**Records from a collection:**
=======
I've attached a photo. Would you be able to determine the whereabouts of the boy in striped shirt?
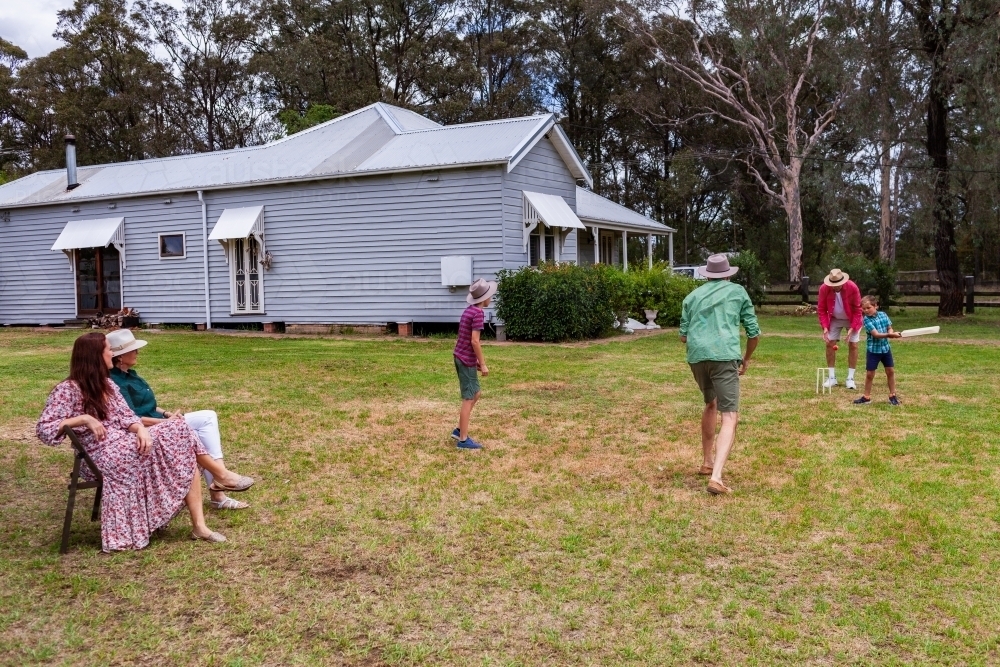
[451,278,497,449]
[854,296,901,405]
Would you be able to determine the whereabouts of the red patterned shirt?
[455,306,483,366]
=======
Rewrite the records with every "whereabouts" changed to "location" and nothing else altered. Omit the pictures from your answer.

I've attached a photo. Would you be able to determine the location of the boy in striped shirt?
[451,278,497,449]
[854,296,901,405]
Would you be able to determine the location of the red patterned shirt?
[455,306,483,366]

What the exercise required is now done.